[Records contained in a dataset]

━━━

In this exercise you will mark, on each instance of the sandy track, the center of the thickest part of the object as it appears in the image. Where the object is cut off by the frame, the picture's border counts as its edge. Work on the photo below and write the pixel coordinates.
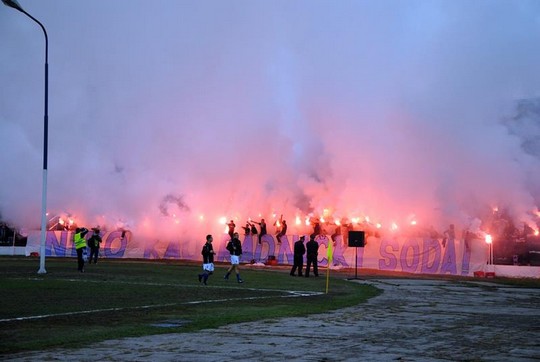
(413, 320)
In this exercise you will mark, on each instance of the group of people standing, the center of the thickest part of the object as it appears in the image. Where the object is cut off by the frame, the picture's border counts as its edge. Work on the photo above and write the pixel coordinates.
(311, 249)
(81, 246)
(251, 229)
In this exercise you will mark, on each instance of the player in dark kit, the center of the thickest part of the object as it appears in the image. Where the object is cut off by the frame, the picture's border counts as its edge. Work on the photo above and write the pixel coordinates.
(312, 247)
(208, 259)
(299, 251)
(234, 246)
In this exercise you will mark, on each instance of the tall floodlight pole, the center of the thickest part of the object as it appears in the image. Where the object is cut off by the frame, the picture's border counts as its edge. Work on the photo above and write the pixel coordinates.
(15, 5)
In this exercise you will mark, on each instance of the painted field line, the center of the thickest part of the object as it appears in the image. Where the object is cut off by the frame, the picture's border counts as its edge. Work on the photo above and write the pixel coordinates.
(290, 294)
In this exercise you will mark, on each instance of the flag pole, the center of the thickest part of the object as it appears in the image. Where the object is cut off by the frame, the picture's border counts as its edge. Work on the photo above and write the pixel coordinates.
(329, 255)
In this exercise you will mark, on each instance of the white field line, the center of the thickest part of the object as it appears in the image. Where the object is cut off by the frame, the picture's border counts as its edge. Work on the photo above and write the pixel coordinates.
(290, 294)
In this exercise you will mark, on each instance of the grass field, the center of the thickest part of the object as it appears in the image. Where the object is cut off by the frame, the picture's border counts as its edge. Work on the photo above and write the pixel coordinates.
(122, 298)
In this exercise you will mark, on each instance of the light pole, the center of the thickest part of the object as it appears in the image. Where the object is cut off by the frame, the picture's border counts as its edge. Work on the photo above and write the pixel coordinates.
(15, 5)
(489, 241)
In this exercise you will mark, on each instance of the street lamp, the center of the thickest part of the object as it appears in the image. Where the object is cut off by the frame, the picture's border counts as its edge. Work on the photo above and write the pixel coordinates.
(489, 241)
(15, 5)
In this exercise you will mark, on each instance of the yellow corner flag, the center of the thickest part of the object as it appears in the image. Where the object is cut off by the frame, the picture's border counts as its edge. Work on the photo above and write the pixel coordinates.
(330, 257)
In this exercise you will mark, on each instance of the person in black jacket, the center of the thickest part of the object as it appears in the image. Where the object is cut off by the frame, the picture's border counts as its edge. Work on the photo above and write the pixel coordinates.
(234, 246)
(312, 247)
(299, 251)
(208, 260)
(93, 243)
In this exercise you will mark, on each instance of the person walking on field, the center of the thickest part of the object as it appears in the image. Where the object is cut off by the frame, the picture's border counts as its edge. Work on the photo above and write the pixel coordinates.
(93, 243)
(299, 251)
(312, 247)
(263, 232)
(234, 246)
(208, 259)
(80, 246)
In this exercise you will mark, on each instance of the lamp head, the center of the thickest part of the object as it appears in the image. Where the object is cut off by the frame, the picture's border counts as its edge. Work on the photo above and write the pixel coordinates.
(13, 4)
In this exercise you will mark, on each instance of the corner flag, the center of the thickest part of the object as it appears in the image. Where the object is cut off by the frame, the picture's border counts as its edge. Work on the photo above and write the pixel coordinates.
(330, 257)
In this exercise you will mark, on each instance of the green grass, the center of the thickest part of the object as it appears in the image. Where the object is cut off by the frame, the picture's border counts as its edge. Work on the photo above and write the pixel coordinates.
(123, 298)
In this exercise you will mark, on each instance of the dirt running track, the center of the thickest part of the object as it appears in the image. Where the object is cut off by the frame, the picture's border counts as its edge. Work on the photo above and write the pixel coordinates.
(413, 320)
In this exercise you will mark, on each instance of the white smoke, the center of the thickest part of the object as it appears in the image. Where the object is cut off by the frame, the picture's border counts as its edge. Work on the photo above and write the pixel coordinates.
(392, 110)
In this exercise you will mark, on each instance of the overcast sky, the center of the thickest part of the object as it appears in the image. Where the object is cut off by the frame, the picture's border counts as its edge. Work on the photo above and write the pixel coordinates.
(394, 110)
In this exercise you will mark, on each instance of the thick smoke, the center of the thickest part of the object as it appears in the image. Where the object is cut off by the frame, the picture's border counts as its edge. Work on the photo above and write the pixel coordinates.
(167, 116)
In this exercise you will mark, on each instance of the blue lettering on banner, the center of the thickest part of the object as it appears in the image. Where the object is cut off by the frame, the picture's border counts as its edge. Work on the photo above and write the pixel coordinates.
(247, 248)
(150, 251)
(285, 251)
(431, 251)
(268, 240)
(52, 243)
(339, 249)
(172, 251)
(323, 240)
(390, 261)
(109, 252)
(414, 257)
(466, 261)
(449, 258)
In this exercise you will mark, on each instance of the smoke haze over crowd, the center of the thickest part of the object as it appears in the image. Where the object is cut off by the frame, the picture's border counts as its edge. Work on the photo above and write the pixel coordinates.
(166, 116)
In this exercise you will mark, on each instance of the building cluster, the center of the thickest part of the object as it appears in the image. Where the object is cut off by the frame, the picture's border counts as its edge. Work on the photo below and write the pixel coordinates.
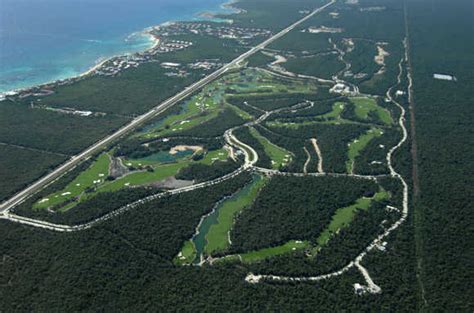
(205, 65)
(343, 89)
(241, 34)
(118, 64)
(322, 29)
(165, 46)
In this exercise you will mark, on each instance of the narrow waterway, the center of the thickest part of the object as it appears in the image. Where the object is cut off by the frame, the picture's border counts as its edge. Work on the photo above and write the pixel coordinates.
(199, 238)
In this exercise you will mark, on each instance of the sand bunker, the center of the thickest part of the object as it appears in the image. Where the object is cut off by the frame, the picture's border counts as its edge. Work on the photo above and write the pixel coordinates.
(182, 148)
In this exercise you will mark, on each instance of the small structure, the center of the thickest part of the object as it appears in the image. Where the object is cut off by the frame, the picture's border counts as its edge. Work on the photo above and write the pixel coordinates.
(444, 77)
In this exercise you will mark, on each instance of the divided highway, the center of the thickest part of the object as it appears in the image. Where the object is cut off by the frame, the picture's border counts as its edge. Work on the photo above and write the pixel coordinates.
(58, 172)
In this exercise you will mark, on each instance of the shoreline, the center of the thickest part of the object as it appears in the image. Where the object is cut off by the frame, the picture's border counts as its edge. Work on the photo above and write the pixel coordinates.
(154, 41)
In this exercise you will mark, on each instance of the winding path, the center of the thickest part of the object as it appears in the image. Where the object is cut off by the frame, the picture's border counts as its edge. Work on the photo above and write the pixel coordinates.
(371, 286)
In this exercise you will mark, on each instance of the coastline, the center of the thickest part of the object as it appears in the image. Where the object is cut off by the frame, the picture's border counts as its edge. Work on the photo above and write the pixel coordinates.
(154, 42)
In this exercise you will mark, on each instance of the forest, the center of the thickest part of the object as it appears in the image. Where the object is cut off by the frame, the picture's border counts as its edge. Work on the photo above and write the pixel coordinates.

━━━

**Set task**: Without including any picture, retype the entries exactly.

**Written solution**:
In this exercise you will mark, on each instance of the sandy track, the center of the thickest part of the object as it appears in the image. Where the object is cut off by the frame, the picture's border counts as its edge. Work on the photo below and write the pixel coordinates.
(413, 320)
In this exercise you will mark, on each instance of the group of people standing, the center of the thickest part of the object as it appears in the image. Where the object is cut off by the frame, the picture's border counts as its edge. Work on the photo above and write the pixel coordinates.
(311, 249)
(81, 246)
(251, 229)
In this exercise you will mark, on each instance of the player in dark kit, the center of the thickest part of the object as it appears in the image. Where the object is cut off by the frame, the picture's border counts as its edge. Work on the photo above and write the pixel coordinates.
(312, 247)
(208, 259)
(299, 251)
(234, 246)
In this exercise you will mark, on each instance of the tall floodlight pole, the center of the thickest part of the object as it appears in the image. Where the object is cut off by the frame, the picture's border counts as its edge. Work on the photo above and write the pixel coordinates.
(15, 5)
In this exercise you will mark, on each instance of the painted field line, the center of the thickest part of the object as it appears in the image. Where the object is cut off by the frame, the picture's border counts as its edge. Work on the photo above and write the pixel coordinates.
(290, 294)
In this exercise you will mark, on each instance of the flag pole, the center of the thickest part of the object as it appears in the image. Where the object is cut off by the frame, the picture's border counts as its edge. Work on the photo above and write the pixel coordinates.
(329, 255)
In this exercise you will mark, on each instance of the white field line, the center of the thickest part of the object as it appears in the image. Where the object is cut off by the frame, the picture's border counts as its edge. Work on the photo above and write the pixel coordinates.
(290, 294)
In this exercise you will mark, on each instance of the grass field, the center of the thickest part of the object as it appears in the image. Where the object is cut off by the frame, the picture's border counts as its edge. Work on the photo above and write the pixel coordinates.
(122, 298)
In this exercise you will mark, on each instance of the light pole, the center of the thickest part of the object as it appears in the image. Where the object is cut off by the frame, the picture's border counts as its edge. Work on the photo above and write the pixel coordinates.
(15, 5)
(489, 241)
In this exercise you will mark, on each instance of the street lamp, the center of the thickest part of the object as it appears in the image. Where the object is cut off by the frame, the picture's border counts as its edge. Work on the photo above and write the pixel coordinates.
(489, 241)
(15, 5)
In this exercise you will mark, on each instance of the yellow corner flag, the center of the thickest part of the object as it appears in the image. Where the object is cut off by the frame, the picture's border counts as its edge. Work on the photo above and write the pixel coordinates.
(330, 257)
In this exercise you will mark, on each instance of the person in black jacket, the center of the thickest part of the object as it appears in the image. Where the object is cut off by the frame, the picture's border counts as its edge. Work on the photo above and write the pixel coordinates.
(234, 246)
(312, 247)
(299, 251)
(208, 260)
(93, 243)
In this exercise you will mark, on each instance of the person walking on field, the center of the thickest part of the object as it appears in the image. Where the object is cut off by the frame, the picture's border counts as its edge. Work on the photo above and write the pixel coordinates.
(93, 243)
(299, 251)
(312, 247)
(263, 232)
(234, 246)
(208, 259)
(80, 246)
In this exercise you will mark, on each instance of the lamp head, the center of the thickest part of the object as it appears in the image. Where the object is cut off by the frame, the picture's border counts as its edge. Work on the photo above and write the pixel coordinates.
(13, 4)
In this exercise you will mark, on each instance of the corner flag, the center of the thickest part of the object as it appears in the image. Where the object is cut off by the frame, the picture's border counts as its edge. Work on the photo above and write the pixel coordinates.
(330, 257)
In this exercise you will mark, on each instance of the green grass, the center of the thickest part of the object as it appears in the image. Where the object is cut off by the frame, the picture's border counts as its edge. Work on the photo above and write the pixel coordinates.
(123, 298)
In this exercise you will mark, on each instance of the dirt running track, the center of the thickest part of the object as it appears in the image. Where the object is cut off by the frame, the picture's border counts as its edge. Work on the photo above and write the pixel coordinates.
(413, 320)
In this exercise you will mark, on each instance of the white smoke, the center of the thickest part of the object as it appears in the image. Where the object is cut off by the frame, the picture's border counts as its edge. Work on the photo above and write the pixel coordinates.
(392, 110)
In this exercise you will mark, on each instance of the overcast sky, the center of the thickest part of the object as it appears in the image. Where the object is cut off by the frame, the picture's border counts as its edge. Work on the photo above and write the pixel coordinates.
(394, 110)
In this exercise you will mark, on each instance of the thick smoke, the center of the thickest part of the object as it appears in the image. Where the object is cut off by the frame, the picture's border counts as its edge. Work on the photo above and write the pixel coordinates.
(167, 116)
In this exercise you will mark, on each instance of the blue lettering on banner, the center of the thickest part of the object as it appears in the image. Where the object is cut off by the frame, the picture's border counts as its edge. Work on the photo above and write the pixel coordinates.
(247, 248)
(150, 251)
(285, 251)
(431, 251)
(268, 240)
(52, 243)
(339, 249)
(172, 251)
(323, 240)
(390, 261)
(109, 252)
(414, 257)
(466, 261)
(449, 258)
In this exercise you will mark, on each instance of the smoke haze over crowd, the center of the thickest part of the object as it appears in the image. Where the object is cut off by the frame, the picture's border counts as its edge. Work on the photo above and write the pixel coordinates.
(166, 116)
In this exercise you will mark, on each instance of the building cluster, the center of the thickest part of the object as it appears in the image. Where the object is cut off by the frame, the picture's border counts as its edge. Work on the photo below and write the pixel coordinates.
(205, 65)
(343, 89)
(241, 34)
(118, 64)
(322, 29)
(165, 46)
In this exercise you will mark, on each instance of the narrow waterway, the center of the thickest part of the object as it appears in the image. Where the object is cut off by the frame, the picture's border counts as its edge. Work on the photo above and write the pixel coordinates.
(199, 238)
In this exercise you will mark, on each instance of the sand bunker, the center of the thickest part of the object as it appears in the image. Where the object is cut off by the frame, the picture's border counts as its edge. Work on the photo above and write the pixel coordinates.
(182, 148)
In this exercise you will mark, on each instance of the small structure, the center of the thickest part of the object as it appears in the image. Where the object is cut off by the frame, the picture's border counts as its edge. Work on the photo above and write the pixel coordinates.
(444, 77)
In this exercise you will mark, on each instance of the divided highway, the center of the thickest part of the object as it appears in the image. Where the object is cut off by the frame, the picture's border counts as its edge. Work on the photo above and write the pixel coordinates.
(58, 172)
In this exercise you will mark, on each instance of the shoreline, the center of the thickest part of the object as it appears in the image. Where the object is cut off by the frame, the picture's border counts as its edge. Work on the photo above and write the pixel coordinates.
(154, 41)
In this exercise you will mark, on each instance of the winding path, the center of the thickest part of the object as it appears in the image. Where the object is cut off by the frame, the picture's border counts as its edge. Work on the photo above and write the pixel coordinates.
(371, 286)
In this exercise you will mark, on each instance of the coastline, the center of the thickest part of the object as it appears in the image. Where the object is cut off by the frame, the picture's border counts as its edge. Work on the photo above and write the pixel coordinates.
(154, 42)
In this exercise you will mark, on each instance of the forest, the center of the thickest part of the object as it appears in the image. Where the object is cut off by the frame, the picture's border counts as its edge. Work on the photo above and write the pixel coordinates.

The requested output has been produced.